[To do] Write each line of the records below as one string in a JSON list, skipping any blank lines.

[Data listing]
--------
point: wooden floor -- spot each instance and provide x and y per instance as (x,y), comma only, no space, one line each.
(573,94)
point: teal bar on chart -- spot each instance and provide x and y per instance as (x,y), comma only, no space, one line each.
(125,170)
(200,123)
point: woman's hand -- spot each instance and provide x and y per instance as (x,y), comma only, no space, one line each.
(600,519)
--------
[Answer to this exercise]
[
  "point: wooden floor -- spot each instance and provide x and y per instance as (x,y), comma only, no space, one line each.",
  "(573,94)",
  "point: teal bar on chart -- spot each instance and provide x and y per instance as (x,y), comma only, no space, one line each.",
  "(125,170)",
  "(200,123)",
  "point: woman's hand -- spot each instance and provide x and y per instance as (x,y), comma only, no space, one line each.",
  "(600,519)"
]